* START SELECTED EXTRACT *

The writing of the script itself, though I felt it possessed a somewhat naturalistic quality overall, felt unoriginal and staggered. Serial killers are so easily stereotyped in theatre, and I feel this was the case for this piece. The unsettled, volatile and erratic mind-frame of Geoff I felt to be typical, and this was further drawn attention to by Farmar’s acting style. I felt it would have been more unnerving if Farmar had characterised Geoff more naturally. That is to say, if Geoff was presented as a character who spoke of his actions as completely harmless and normal, as opposed to shouting in an incessant rage, it would be more off-putting for spectators to watch. It would seem more eerie and confounding. However, Farmar’s erraticism, I felt, took away from any poignancy and flew towards a mania with which it was hard to grapple and empathise (in a macabre way — for it is this comprehension that an audience would find unsettling in reflection, both on the performance and on their reactions to it).

Perhaps if the characterisation had been muted a little, the writing would have worked, but, for me, it just felt too energetic.

“A piece with potential but needing rework.”

‘Just How It Is’ – An Extract from Telo by Megan Fellows

Director: Kennedy Bloomer

Cast: Parys Jordan (Upstart) Thomas Mailand (Politician)

As mentioned in my review of the night overall, the set for this piece was the most polished, and this, indeed, aided the performance. The dominatrix costume was comical and contrasted well with the drama of their situation and the seriousness their occupations. Additionally, the countdown projected behind the stage added a slight tension whilst also adding a humorous texture to the anxious and time-keeping character of the Politician.

As for performance, I found both of the actors’ characterisations to be a little off, especially towards the end of the performance, for some reason. They both seemed rather wooden, especially Jordan; and whilst Mailand’s characterisation was strong at first, his emotivity seemed to stiffen as the piece went on.

The writing was good, but perhaps too focused on allusions to other characters and circumstances — though this may come across differently within the perception of the entire script, being simply an extract. Its plot was engaging and comical, and it definitely felt like an event in a sequence of scenes, which is what one would expect from an extract of a play.

“Intriguing but lacking some vitality.”

Mote in Your Eye by Alexis Boddy

Director: Jodi Burgess

Cast: Sian Eleanor (Gillian)

I must start by saying that the writing and concept for this piece were both superb. The mismatch texturing of monologues really captured Gillian’s thought processes and the snippets of her memories as they came to her. These monologues all being pertinent to the same topic, all angles of Gillian’s opinions on the matter of her sexuality and its reception were covered.

* END SELECTED EXTRACT *

DIRECTION → Reproduce the passage of the theatre review above from "The writing was" up to and including "reception were covered.".

* START RECORDED DATA *

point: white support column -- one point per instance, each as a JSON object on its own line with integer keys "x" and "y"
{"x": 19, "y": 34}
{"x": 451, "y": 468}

* END RECORDED DATA *

TASK SOLUTION →
The writing was good, but perhaps too focused on allusions to other characters and circumstances — though this may come across differently within the perception of the entire script, being simply an extract. Its plot was engaging and comical, and it definitely felt like an event in a sequence of scenes, which is what one would expect from an extract of a play.

“Intriguing but lacking some vitality.”

Mote in Your Eye by Alexis Boddy

Director: Jodi Burgess

Cast: Sian Eleanor (Gillian)

I must start by saying that the writing and concept for this piece were both superb. The mismatch texturing of monologues really captured Gillian’s thought processes and the snippets of her memories as they came to her. These monologues all being pertinent to the same topic, all angles of Gillian’s opinions on the matter of her sexuality and its reception were covered.